• [Görev Talimatı]:
Aşağıdaki satırlar arasında "every" sözcüğünü içerenlerin tümünü bulunuz ve bu satırları hiçbir değişiklik yapmadan kopyalayınız.

%%

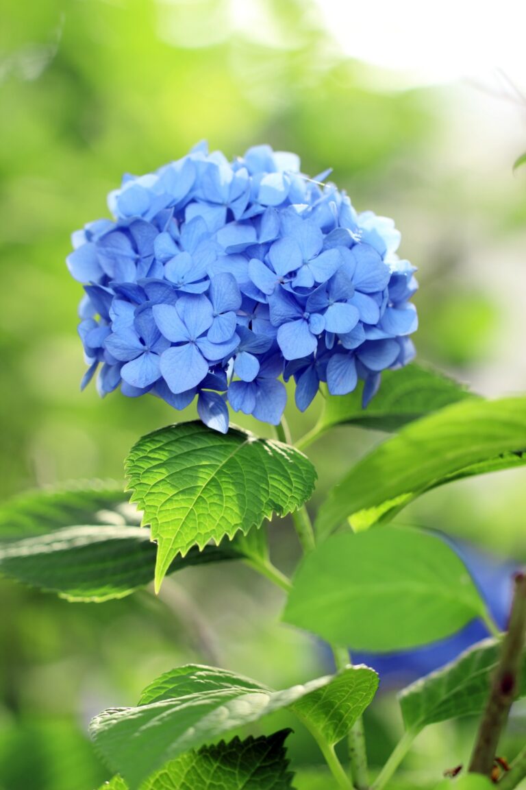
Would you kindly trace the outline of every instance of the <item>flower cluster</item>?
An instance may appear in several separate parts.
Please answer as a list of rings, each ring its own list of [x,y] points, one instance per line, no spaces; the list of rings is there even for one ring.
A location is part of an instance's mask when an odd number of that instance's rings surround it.
[[[414,267],[391,220],[358,214],[328,173],[269,146],[229,162],[200,144],[156,172],[126,175],[115,219],[73,234],[84,284],[79,333],[101,394],[120,386],[181,409],[197,397],[226,432],[231,408],[276,424],[296,382],[304,411],[320,382],[344,395],[414,355]]]

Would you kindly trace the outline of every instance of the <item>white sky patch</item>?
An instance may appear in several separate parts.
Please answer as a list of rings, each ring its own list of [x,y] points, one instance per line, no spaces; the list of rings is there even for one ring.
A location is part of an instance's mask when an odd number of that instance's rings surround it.
[[[401,73],[407,85],[484,79],[500,70],[526,88],[522,0],[317,0],[342,51]]]

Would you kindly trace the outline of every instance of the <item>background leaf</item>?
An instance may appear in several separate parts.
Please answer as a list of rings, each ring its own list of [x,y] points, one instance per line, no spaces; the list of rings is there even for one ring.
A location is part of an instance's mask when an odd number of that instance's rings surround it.
[[[458,382],[431,367],[412,364],[385,371],[382,385],[367,408],[363,384],[349,395],[326,395],[318,428],[350,423],[375,431],[397,431],[403,425],[444,406],[476,396]]]
[[[233,429],[223,435],[199,422],[144,436],[128,457],[126,476],[158,544],[157,590],[177,554],[297,510],[316,478],[308,459],[288,445]]]
[[[369,694],[364,693],[364,676],[371,678]],[[311,694],[337,683],[338,694],[320,698]],[[374,695],[378,678],[365,667],[349,667],[340,675],[327,675],[273,691],[248,678],[222,669],[188,665],[161,675],[144,690],[136,708],[112,709],[91,722],[95,746],[108,765],[118,771],[135,790],[155,770],[178,754],[201,746],[244,724],[302,700],[301,717],[314,728],[341,732],[342,720],[352,727]],[[345,712],[337,714],[332,705],[342,701]],[[348,698],[356,694],[356,702]],[[307,702],[305,700],[307,699]],[[316,705],[321,703],[319,711]]]
[[[401,496],[408,502],[442,482],[516,466],[517,457],[526,463],[525,450],[526,398],[454,404],[406,426],[359,461],[320,508],[318,531],[326,535],[354,514]]]
[[[353,649],[416,647],[484,607],[452,548],[429,532],[379,527],[334,535],[300,565],[283,619]]]
[[[61,527],[104,524],[107,511],[116,522],[129,523],[136,508],[129,495],[114,480],[78,480],[60,487],[35,488],[0,505],[0,541],[45,535]],[[140,516],[132,523],[139,524]]]
[[[171,760],[141,790],[292,790],[285,740],[290,730],[260,738],[234,738]],[[128,790],[114,777],[100,790]]]
[[[500,650],[496,639],[484,639],[445,667],[408,686],[398,700],[407,730],[483,712]],[[526,696],[526,656],[518,696]]]

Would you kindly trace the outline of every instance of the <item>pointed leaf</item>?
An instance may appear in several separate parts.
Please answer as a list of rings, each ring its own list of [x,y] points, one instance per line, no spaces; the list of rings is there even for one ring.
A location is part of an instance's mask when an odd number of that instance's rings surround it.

%%

• [Sonuç Aşağıdadır]:
Would you kindly trace the outline of every instance of the <item>flower cluster</item>?
Would you kindly trace the outline of every instance of the <item>white sky patch</item>?
Would you kindly trace the outline of every instance of the <item>background leaf</item>?
Would you kindly trace the outline of every instance of the <item>pointed leaf</item>?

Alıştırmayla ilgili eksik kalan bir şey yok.